What to produce - Write out the listing in full, matching it word for word.

Record extracts -
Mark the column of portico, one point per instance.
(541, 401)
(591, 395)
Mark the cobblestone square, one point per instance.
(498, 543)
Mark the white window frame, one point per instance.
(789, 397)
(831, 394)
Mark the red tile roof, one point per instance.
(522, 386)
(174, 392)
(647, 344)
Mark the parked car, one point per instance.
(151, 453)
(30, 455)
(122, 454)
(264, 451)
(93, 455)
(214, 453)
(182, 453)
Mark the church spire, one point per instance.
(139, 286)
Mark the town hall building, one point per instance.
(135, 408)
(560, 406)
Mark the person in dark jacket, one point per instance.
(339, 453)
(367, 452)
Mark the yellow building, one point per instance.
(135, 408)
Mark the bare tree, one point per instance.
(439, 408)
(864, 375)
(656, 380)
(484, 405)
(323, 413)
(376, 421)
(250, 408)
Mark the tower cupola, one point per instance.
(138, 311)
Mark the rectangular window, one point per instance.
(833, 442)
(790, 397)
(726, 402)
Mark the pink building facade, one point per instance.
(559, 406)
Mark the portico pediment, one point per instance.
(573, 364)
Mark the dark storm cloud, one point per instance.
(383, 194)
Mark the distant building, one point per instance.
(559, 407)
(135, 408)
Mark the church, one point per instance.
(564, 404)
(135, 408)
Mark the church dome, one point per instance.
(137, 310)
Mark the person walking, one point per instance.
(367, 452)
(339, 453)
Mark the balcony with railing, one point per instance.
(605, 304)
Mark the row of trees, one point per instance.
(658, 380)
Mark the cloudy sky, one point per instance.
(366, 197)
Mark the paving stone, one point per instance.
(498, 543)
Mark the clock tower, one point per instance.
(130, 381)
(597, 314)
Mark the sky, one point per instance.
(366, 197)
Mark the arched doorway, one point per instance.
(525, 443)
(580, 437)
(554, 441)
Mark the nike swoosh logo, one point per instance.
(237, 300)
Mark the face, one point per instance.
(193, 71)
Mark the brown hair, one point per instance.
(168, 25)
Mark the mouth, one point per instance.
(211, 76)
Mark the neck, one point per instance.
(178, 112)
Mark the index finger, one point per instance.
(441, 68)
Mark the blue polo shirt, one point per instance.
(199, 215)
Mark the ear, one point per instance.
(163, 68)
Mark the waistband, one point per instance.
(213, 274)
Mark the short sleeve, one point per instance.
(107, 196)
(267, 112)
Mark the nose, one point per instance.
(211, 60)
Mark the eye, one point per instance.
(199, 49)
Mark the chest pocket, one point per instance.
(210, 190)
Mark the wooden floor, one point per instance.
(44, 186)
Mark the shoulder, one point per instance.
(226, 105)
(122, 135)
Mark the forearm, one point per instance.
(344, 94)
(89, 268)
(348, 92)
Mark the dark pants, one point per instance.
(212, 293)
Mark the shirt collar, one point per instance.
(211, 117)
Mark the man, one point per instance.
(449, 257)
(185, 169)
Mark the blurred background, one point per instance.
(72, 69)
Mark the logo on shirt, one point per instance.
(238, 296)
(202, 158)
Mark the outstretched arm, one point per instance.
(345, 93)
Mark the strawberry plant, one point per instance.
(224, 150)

The output -
Mark the column of portico, one point per instance.
(541, 401)
(591, 395)
Mark the cobblestone square, one point per instance.
(498, 543)
Mark the white window frame, one point per instance.
(789, 397)
(831, 394)
Mark the red tile roof, one point per instance.
(522, 386)
(174, 392)
(647, 344)
Mark the parked car, one point per instance.
(151, 453)
(30, 455)
(122, 454)
(264, 451)
(93, 455)
(214, 453)
(182, 453)
Mark the church spire, one point per instance.
(139, 286)
Mark the town hall building, one point per instance.
(135, 408)
(560, 406)
Mark the person in dark jacket, one point per instance.
(339, 453)
(367, 452)
Mark the yellow building, one point per instance.
(135, 408)
Mark the bare tree, one point per instance.
(439, 408)
(864, 375)
(656, 380)
(484, 405)
(323, 413)
(376, 421)
(250, 408)
Mark the tower cupola, one point per instance.
(138, 311)
Mark the rectangular window, one point per instance.
(833, 442)
(790, 397)
(726, 402)
Mark the pink building facade, one point per instance.
(559, 406)
Mark the portico pediment, one point per instance.
(573, 364)
Mark the dark storm cloud, one point per instance.
(383, 194)
Mark the distant building, one point per instance.
(559, 407)
(135, 408)
Mark the church, one point per instance.
(564, 404)
(135, 408)
Mark the church dome, one point per instance.
(137, 310)
Mark the person walking, one point per instance.
(367, 452)
(339, 453)
Mark the balcony with railing, one point per instance.
(605, 304)
Mark the row of trees, one point per instance.
(658, 380)
Mark the cloudy sky, one point per instance.
(366, 197)
Mark the paving stone, one point per instance.
(498, 543)
Mark the clock tower, one point per instance.
(130, 381)
(597, 314)
Mark the sky, one point per instance.
(366, 197)
Mark the arched doorway, one point per instance.
(525, 443)
(580, 437)
(554, 441)
Mark the nike swoosh logo, one point per instance.
(237, 300)
Mark the face, one point per instance.
(193, 71)
Mark the brown hair, one point per instance.
(168, 25)
Mark the mouth, one point per instance.
(211, 76)
Mark the neck, one point per instance.
(178, 112)
Mark the index finger, one point per instance.
(441, 68)
Mark the blue polo shirt, one point per instance.
(199, 215)
Mark the ear, one point per instance.
(163, 68)
Mark the waistband, one point per instance.
(213, 274)
Mark the short sleeve, one point per instance.
(107, 196)
(267, 112)
Mark the nose, one point per instance.
(211, 60)
Mark the eye, one point per instance.
(199, 49)
Mark the chest pocket, one point per instance.
(210, 190)
Mark the wooden floor, one point per instance.
(44, 186)
Mark the shoulder, one point per instance.
(226, 105)
(122, 135)
Mark the forearm, one point per instance.
(344, 94)
(89, 268)
(348, 92)
Mark the dark pants, one point per instance.
(212, 293)
Mark the shirt collar, one point per instance.
(211, 117)
Mark the man, one point per instance.
(449, 257)
(185, 169)
Mark the blurred background, one point per instance.
(72, 69)
Mark the logo on shirt, one point per instance.
(238, 296)
(202, 158)
Mark the outstretched arm, one point per instance.
(345, 93)
Mark the strawberry plant, one point per instance.
(224, 150)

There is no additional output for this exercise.